*WORK REQUEST*:
Line by line, copy out the data below exactly.

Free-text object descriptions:
********

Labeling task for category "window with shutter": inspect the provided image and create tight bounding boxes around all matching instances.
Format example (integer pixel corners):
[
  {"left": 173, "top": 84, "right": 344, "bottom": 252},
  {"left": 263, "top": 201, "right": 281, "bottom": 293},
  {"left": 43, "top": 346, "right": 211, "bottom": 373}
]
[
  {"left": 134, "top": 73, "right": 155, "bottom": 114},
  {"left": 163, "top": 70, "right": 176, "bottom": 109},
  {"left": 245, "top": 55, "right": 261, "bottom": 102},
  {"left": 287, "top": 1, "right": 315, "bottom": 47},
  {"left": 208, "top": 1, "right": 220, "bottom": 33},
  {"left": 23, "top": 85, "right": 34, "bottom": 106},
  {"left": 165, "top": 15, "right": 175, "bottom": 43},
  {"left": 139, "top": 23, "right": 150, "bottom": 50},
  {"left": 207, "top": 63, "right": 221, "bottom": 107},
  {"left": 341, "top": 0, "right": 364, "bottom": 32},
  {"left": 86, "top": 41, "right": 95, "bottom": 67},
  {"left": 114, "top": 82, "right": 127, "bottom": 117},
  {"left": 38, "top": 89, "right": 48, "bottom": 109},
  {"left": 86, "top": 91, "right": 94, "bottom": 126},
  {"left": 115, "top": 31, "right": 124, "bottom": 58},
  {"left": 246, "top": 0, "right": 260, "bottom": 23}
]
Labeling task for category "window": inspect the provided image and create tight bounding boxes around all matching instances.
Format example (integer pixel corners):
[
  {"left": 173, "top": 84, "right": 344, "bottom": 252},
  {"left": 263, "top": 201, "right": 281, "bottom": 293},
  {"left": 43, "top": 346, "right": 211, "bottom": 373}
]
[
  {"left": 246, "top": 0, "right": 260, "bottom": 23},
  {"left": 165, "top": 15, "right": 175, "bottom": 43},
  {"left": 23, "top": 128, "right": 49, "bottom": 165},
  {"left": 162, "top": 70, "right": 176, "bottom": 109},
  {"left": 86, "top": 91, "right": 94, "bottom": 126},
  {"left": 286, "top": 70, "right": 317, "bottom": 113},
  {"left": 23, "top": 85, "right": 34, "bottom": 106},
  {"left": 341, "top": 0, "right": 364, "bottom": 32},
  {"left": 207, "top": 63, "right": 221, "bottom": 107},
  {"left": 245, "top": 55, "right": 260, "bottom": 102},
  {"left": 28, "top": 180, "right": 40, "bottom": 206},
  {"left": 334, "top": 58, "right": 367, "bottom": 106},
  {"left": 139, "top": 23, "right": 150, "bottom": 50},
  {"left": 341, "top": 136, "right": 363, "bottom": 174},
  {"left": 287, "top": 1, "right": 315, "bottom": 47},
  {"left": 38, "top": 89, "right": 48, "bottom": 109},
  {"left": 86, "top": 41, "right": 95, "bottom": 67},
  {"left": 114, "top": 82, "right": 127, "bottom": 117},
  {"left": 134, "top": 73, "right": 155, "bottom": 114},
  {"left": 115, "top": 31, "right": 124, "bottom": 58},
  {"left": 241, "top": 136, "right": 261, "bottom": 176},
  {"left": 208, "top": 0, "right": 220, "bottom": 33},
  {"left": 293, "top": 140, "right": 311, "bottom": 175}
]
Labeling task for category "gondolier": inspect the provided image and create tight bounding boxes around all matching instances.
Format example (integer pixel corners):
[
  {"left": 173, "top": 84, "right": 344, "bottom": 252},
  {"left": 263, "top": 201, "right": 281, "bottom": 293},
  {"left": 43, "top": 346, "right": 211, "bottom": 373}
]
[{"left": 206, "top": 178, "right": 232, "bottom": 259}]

********

*WRITTEN RESPONSE*:
Labeling task for category "window with shutter": inspect the provided image and create tight bounding boxes around all matching instances.
Format example (integer pixel corners):
[
  {"left": 173, "top": 84, "right": 344, "bottom": 252},
  {"left": 263, "top": 201, "right": 281, "bottom": 293},
  {"left": 43, "top": 346, "right": 211, "bottom": 373}
]
[
  {"left": 134, "top": 73, "right": 155, "bottom": 114},
  {"left": 163, "top": 70, "right": 176, "bottom": 109},
  {"left": 245, "top": 55, "right": 261, "bottom": 102},
  {"left": 287, "top": 1, "right": 315, "bottom": 47},
  {"left": 208, "top": 1, "right": 220, "bottom": 33},
  {"left": 23, "top": 85, "right": 34, "bottom": 106},
  {"left": 165, "top": 15, "right": 175, "bottom": 43},
  {"left": 139, "top": 23, "right": 150, "bottom": 50},
  {"left": 207, "top": 63, "right": 221, "bottom": 107},
  {"left": 341, "top": 0, "right": 364, "bottom": 32},
  {"left": 86, "top": 41, "right": 95, "bottom": 67},
  {"left": 114, "top": 82, "right": 127, "bottom": 117},
  {"left": 38, "top": 89, "right": 48, "bottom": 109},
  {"left": 86, "top": 91, "right": 94, "bottom": 126},
  {"left": 115, "top": 31, "right": 124, "bottom": 58},
  {"left": 246, "top": 0, "right": 260, "bottom": 23}
]
Labeling task for category "window": inspect the provided image and create tight bounding boxes around all matching instances.
Format example (integer pixel corners):
[
  {"left": 173, "top": 84, "right": 344, "bottom": 252},
  {"left": 263, "top": 201, "right": 281, "bottom": 293},
  {"left": 43, "top": 346, "right": 211, "bottom": 373}
]
[
  {"left": 246, "top": 0, "right": 260, "bottom": 23},
  {"left": 165, "top": 15, "right": 175, "bottom": 43},
  {"left": 23, "top": 128, "right": 49, "bottom": 165},
  {"left": 162, "top": 70, "right": 176, "bottom": 109},
  {"left": 86, "top": 91, "right": 94, "bottom": 126},
  {"left": 286, "top": 70, "right": 317, "bottom": 113},
  {"left": 23, "top": 85, "right": 34, "bottom": 106},
  {"left": 341, "top": 0, "right": 364, "bottom": 32},
  {"left": 207, "top": 63, "right": 221, "bottom": 107},
  {"left": 245, "top": 55, "right": 260, "bottom": 102},
  {"left": 28, "top": 180, "right": 40, "bottom": 206},
  {"left": 334, "top": 58, "right": 367, "bottom": 106},
  {"left": 139, "top": 23, "right": 150, "bottom": 50},
  {"left": 341, "top": 136, "right": 363, "bottom": 174},
  {"left": 287, "top": 1, "right": 315, "bottom": 47},
  {"left": 38, "top": 89, "right": 48, "bottom": 109},
  {"left": 86, "top": 41, "right": 95, "bottom": 67},
  {"left": 114, "top": 82, "right": 127, "bottom": 117},
  {"left": 134, "top": 73, "right": 155, "bottom": 114},
  {"left": 115, "top": 31, "right": 124, "bottom": 58},
  {"left": 241, "top": 136, "right": 261, "bottom": 176},
  {"left": 208, "top": 0, "right": 220, "bottom": 33},
  {"left": 293, "top": 140, "right": 311, "bottom": 175}
]
Labeling task for category "gondolier": inspect the provided image and create tight bounding boxes around all matching instances.
Format example (integer pixel corners):
[
  {"left": 173, "top": 84, "right": 344, "bottom": 252},
  {"left": 263, "top": 201, "right": 281, "bottom": 293},
  {"left": 43, "top": 346, "right": 211, "bottom": 373}
]
[{"left": 206, "top": 178, "right": 232, "bottom": 259}]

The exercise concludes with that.